SUPPLIED MATERIAL:
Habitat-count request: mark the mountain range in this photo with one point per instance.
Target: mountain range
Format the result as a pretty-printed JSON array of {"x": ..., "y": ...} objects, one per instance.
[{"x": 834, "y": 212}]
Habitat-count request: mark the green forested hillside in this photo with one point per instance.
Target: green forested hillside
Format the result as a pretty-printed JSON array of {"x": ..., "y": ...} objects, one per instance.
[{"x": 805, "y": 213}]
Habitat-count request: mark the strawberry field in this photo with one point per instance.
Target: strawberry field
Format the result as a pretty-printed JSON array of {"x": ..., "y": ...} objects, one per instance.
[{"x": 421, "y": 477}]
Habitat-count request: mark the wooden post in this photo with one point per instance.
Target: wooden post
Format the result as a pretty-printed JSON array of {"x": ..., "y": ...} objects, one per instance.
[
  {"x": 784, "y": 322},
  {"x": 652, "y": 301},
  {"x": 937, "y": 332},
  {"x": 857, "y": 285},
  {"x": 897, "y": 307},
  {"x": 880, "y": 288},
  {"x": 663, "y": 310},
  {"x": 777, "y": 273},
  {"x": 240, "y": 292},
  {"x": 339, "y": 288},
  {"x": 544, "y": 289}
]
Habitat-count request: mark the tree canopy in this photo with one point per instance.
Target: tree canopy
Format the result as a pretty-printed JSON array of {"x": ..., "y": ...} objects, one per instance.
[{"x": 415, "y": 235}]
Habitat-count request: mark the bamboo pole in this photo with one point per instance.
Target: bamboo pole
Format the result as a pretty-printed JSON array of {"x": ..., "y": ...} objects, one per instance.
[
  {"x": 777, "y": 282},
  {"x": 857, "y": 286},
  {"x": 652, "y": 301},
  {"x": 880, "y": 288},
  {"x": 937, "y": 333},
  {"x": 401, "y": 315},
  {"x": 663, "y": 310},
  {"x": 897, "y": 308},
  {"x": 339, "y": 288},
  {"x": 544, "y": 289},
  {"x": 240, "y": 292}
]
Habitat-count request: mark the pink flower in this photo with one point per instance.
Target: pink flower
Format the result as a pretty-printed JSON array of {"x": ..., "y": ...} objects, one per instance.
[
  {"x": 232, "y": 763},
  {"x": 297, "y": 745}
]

TASK DETAILS:
Reproduce all of the data above verbatim, with every line unchanged.

TASK RESULT:
Habitat-count request: mark the mountain range in this photo with one point per instance.
Target: mountain range
Format the result as a pretty-printed JSON array of {"x": ..., "y": ...} objects, one per instance.
[{"x": 834, "y": 212}]
Habitat-count request: mark the green forested hillside in this photo with one point per instance.
Target: green forested hillside
Format the result as a pretty-printed JSON array of {"x": ..., "y": ...} objects, one per instance.
[{"x": 805, "y": 213}]
Habitat-count request: mark the strawberry field in this photo with one point per instance.
Target: strawberry field
Format the result as a pretty-printed JSON array of {"x": ..., "y": ...} objects, one per instance.
[{"x": 421, "y": 477}]
Habitat-count request: mark the wooden post in this photo with one point per instance.
Target: wooden post
Format the result as a pretty-printed JSON array of {"x": ..., "y": ...} objects, one per instance.
[
  {"x": 784, "y": 322},
  {"x": 652, "y": 301},
  {"x": 937, "y": 332},
  {"x": 857, "y": 285},
  {"x": 897, "y": 307},
  {"x": 880, "y": 288},
  {"x": 663, "y": 310},
  {"x": 777, "y": 273},
  {"x": 240, "y": 292},
  {"x": 339, "y": 288},
  {"x": 544, "y": 289}
]
Habitat-count request: mark the tree canopy in this photo with one point per instance.
Target: tree canopy
Format the result as a pretty-printed JSON array of {"x": ..., "y": ...} objects, one per instance.
[{"x": 415, "y": 235}]
Habitat-count request: mark the bamboo pole in this photo with one point per instance.
Target: bamboo pole
Format the result as a pretty-printed JSON array of {"x": ..., "y": ...} objects, one per instance.
[
  {"x": 777, "y": 282},
  {"x": 857, "y": 286},
  {"x": 652, "y": 301},
  {"x": 880, "y": 288},
  {"x": 937, "y": 333},
  {"x": 401, "y": 315},
  {"x": 663, "y": 310},
  {"x": 897, "y": 308},
  {"x": 339, "y": 288},
  {"x": 544, "y": 289},
  {"x": 240, "y": 292}
]
Habitat-count request: mark the pink flower in this photo with one point per instance.
Target: pink flower
Format the result as a pretty-printed JSON array of {"x": ..., "y": ...} objects, one per instance.
[
  {"x": 232, "y": 763},
  {"x": 297, "y": 745}
]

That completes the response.